A Chinese boy who was featured in a documentary last year about children in China who live in medical orphanages has now been adopted and lives with his forever family in Singapore.
As previously reported, Wu Keyuan, now 8, was born without external ears and ear canals and had been abandoned outside an orphanage just a few days after birth. Another woman took him to raise him as her own, but when he was five, she brought him back to the orphanage.
For over two years, Keyuan, a bubbly and animated boy, has lived with 20 other children at Alenah’s Home, a medical foster care center in Beijing. His caretakers had been concerned, in watching other children at the home get adopted except for Keyuan, that he might age out of the system.
“I just think, ‘Please hurry up and come,'” staff member Zhang Jing shared in the episode, wiping away tears, “because he’s so big now. All the children he grew up with have left. It’s just him now.”
Now, Keyuan has a home. In February, after 10 months of waiting for the adoption process to finalize, he flew with his new parents, Yap Vong Hin and Lim Poh Lian, to Singapore, where he got to meet his three new siblings for the first time.
Keyuan had been Skyping with his parents every Sunday after learning that he was going to be adopted, and was presented with a photobook so he could learn more about his adoptive family.
In one segment, Keyuan asks his mother and father, who are U.S. citizens with Singapore permanent resident status, when they will be coming on the plane. When they arrive, he happily calls out “Mama!” and gives his mother a hug. He also takes his father by the hand, hurrying along.

Supplied data>
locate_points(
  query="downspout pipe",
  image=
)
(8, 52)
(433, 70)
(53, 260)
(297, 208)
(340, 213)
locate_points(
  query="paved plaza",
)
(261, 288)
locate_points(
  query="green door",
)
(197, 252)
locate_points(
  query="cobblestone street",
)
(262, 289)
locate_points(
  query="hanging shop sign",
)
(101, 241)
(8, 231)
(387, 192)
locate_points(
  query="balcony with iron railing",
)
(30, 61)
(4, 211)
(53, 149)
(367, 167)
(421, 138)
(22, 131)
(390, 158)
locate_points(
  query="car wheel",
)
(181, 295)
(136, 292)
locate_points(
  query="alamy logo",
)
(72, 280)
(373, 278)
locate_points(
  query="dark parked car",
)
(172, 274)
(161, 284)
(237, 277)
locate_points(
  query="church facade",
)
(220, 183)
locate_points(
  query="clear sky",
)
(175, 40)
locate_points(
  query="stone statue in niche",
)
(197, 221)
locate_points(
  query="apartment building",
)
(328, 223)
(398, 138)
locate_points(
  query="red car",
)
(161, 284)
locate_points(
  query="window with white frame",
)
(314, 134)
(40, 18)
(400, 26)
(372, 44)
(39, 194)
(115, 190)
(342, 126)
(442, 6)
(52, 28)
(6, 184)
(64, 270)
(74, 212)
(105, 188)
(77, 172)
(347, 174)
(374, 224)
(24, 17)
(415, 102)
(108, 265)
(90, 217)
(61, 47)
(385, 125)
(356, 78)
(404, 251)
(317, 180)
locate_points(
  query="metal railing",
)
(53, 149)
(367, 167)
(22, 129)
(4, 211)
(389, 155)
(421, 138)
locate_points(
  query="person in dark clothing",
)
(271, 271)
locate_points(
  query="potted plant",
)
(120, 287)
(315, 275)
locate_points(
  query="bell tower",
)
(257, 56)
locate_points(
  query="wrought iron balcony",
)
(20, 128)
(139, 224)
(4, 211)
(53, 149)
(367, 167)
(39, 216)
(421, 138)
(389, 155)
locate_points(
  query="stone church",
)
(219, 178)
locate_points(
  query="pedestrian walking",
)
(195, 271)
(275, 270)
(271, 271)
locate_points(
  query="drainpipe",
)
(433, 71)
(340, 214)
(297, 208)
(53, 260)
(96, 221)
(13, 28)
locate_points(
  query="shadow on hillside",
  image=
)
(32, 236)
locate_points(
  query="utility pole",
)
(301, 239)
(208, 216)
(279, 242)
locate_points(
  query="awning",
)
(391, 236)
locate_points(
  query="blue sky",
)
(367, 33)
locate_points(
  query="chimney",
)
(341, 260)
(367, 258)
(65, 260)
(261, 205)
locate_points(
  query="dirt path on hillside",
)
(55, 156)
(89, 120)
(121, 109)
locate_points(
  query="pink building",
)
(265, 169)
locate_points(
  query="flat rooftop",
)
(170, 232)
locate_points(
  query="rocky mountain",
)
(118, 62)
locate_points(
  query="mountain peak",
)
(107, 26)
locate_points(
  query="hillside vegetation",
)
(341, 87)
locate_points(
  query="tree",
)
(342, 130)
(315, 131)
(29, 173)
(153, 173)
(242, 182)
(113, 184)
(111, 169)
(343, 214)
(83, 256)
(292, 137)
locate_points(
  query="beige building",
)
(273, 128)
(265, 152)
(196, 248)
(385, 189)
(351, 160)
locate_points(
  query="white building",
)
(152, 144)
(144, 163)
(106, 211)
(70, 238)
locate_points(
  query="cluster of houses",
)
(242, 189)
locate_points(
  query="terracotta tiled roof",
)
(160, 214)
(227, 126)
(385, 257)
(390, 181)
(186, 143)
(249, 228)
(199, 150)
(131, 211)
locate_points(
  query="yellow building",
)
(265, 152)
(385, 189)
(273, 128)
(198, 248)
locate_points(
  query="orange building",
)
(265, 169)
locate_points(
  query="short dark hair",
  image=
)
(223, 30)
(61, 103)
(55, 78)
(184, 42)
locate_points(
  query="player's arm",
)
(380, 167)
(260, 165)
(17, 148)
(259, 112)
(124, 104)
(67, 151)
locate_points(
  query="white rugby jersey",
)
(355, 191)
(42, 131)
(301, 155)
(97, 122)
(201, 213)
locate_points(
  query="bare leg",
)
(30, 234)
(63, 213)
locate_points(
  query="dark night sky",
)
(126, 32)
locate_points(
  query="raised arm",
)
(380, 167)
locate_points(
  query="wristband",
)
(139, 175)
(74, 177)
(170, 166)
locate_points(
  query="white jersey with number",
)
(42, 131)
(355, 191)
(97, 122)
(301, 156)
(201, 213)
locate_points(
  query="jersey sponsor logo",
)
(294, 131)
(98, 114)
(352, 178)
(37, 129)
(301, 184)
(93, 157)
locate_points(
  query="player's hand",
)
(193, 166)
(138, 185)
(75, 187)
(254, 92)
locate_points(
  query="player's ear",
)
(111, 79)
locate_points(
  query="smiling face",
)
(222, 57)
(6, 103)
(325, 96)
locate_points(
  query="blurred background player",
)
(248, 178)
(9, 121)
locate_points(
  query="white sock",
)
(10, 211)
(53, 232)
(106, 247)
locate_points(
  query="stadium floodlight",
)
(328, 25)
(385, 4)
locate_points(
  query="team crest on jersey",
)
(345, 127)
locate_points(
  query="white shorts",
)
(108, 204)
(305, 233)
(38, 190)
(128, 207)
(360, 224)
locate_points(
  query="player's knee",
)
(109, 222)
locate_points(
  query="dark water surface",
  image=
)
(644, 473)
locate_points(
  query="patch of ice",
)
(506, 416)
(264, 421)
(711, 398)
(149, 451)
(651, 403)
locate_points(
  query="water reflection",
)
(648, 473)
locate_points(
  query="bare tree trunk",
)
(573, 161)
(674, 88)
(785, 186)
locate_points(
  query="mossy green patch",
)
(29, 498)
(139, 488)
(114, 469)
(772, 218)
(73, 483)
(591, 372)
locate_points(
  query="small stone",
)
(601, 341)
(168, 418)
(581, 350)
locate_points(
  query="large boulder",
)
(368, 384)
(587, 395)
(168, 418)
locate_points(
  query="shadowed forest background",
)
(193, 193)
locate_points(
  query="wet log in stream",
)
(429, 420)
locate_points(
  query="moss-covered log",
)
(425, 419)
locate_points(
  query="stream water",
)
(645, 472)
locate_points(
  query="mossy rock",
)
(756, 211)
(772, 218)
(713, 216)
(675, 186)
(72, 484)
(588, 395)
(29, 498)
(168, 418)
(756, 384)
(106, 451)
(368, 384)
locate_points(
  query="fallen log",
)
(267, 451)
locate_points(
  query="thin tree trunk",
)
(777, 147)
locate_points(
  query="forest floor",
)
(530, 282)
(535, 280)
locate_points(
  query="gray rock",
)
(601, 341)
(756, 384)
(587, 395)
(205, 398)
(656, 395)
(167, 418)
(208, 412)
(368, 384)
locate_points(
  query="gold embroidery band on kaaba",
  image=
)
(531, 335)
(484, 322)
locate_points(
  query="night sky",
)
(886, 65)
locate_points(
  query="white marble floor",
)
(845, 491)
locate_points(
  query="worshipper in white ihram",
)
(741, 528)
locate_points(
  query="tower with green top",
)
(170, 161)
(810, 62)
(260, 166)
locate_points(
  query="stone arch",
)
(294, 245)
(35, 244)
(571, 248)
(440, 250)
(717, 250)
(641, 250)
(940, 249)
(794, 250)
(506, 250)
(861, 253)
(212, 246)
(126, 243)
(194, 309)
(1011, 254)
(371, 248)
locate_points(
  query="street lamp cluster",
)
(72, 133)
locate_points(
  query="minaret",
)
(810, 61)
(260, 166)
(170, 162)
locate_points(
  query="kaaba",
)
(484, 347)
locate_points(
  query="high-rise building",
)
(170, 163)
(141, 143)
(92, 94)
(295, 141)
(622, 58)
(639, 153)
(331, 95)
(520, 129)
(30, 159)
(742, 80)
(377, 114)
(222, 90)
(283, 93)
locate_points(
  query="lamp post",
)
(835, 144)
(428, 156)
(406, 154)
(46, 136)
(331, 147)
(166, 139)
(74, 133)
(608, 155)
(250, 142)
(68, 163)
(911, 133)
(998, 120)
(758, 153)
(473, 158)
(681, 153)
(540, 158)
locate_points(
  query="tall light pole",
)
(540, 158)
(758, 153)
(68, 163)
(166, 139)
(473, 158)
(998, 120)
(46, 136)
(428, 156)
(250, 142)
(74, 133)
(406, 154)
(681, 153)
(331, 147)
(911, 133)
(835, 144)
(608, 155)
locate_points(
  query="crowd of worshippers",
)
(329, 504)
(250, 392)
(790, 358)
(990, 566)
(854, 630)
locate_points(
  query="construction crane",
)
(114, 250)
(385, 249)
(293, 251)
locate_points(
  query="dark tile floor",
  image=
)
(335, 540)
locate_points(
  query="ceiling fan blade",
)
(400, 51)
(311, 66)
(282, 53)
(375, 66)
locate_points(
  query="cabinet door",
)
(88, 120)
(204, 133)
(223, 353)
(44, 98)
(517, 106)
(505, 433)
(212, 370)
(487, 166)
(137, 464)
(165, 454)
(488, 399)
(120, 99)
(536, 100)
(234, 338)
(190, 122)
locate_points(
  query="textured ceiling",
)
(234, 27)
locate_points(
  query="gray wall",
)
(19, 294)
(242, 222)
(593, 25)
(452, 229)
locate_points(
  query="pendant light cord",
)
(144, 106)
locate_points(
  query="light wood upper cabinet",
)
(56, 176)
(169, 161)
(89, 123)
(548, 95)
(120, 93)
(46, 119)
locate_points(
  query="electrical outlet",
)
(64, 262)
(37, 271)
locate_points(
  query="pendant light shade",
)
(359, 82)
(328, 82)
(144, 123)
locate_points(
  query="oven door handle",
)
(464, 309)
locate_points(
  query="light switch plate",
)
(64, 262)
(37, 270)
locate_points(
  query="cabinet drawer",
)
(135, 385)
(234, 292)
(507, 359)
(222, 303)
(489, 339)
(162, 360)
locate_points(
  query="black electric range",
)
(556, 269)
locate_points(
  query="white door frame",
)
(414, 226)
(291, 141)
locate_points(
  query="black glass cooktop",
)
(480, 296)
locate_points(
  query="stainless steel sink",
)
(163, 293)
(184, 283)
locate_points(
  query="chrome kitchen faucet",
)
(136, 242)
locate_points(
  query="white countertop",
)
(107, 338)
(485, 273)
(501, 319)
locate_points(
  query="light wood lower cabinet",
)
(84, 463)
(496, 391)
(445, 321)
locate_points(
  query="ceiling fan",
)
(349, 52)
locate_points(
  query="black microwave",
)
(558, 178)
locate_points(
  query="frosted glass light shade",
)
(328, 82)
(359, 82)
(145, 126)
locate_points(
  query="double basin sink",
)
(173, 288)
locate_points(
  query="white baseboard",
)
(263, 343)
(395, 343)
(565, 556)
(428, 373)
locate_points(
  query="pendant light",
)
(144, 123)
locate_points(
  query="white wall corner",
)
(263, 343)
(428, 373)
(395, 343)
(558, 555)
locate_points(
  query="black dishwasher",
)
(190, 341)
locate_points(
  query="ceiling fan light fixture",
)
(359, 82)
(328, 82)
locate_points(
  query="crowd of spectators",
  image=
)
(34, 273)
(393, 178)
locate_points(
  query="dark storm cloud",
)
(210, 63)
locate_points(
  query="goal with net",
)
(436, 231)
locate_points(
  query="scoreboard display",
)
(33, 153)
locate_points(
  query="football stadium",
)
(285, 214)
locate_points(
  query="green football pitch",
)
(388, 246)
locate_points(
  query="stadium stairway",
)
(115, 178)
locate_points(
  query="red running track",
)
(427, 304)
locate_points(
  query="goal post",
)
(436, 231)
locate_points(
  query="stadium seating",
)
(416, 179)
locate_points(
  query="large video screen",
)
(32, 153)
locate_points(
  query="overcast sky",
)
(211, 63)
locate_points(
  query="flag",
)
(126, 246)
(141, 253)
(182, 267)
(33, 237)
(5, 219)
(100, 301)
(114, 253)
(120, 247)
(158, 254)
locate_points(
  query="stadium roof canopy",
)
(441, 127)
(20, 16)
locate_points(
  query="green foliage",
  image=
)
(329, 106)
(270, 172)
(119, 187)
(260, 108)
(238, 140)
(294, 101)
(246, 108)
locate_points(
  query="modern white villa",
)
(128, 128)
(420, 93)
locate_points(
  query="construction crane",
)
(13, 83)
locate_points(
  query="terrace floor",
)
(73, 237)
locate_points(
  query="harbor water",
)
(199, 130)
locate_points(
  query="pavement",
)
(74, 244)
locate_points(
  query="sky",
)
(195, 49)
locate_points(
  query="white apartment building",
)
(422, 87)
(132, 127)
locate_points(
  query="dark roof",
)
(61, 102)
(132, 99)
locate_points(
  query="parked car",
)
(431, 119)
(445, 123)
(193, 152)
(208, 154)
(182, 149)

What to do>
A – In the adoption article, how long did Keyuan wait for the adoption process to finalize?
B – Carry on the adoption article from its last sentence.
The items are separate material, unrelated to the adoption article.

Solved tasks>
A – 10 months.

B –
While at a restaurant later, the emotion of it all sinks in and he begins to cry, but bounces back while on the plane as he giggles at the adventure of flying for the first time, where everything below looks like “toys.”
“Adoption is a lot like marriage. You’re making a lifelong commitment to someone that’s not your flesh and blood to be and do what they need to flourish,” mother Lim Poh Lian, a doctor, told videographers. “You have to be willing to care for someone else’s needs as much as your own.”
Keyuan’s parents say that the boy is affectionate, always asking for a hug or just wanting to sit next to someone, and is fond of his new brothers and sister. He also loves to help out at home, raking the yard or helping to put away dishes. Keyuan, who wears implants to help him hear, has also been learning English and attends church with his family.
“We’ve been deeply touched by the way Keyuan’s adoption has moved so many people. There has been such an outpouring of kindness, joy and encouragement which we hope will make a difference for good,” father Yap Vong Hin told CNA Insider.
“If this in any way helps other people to understand the whole adoption issue, and have their hearts moved to do something, it would be more than worth it,” he said.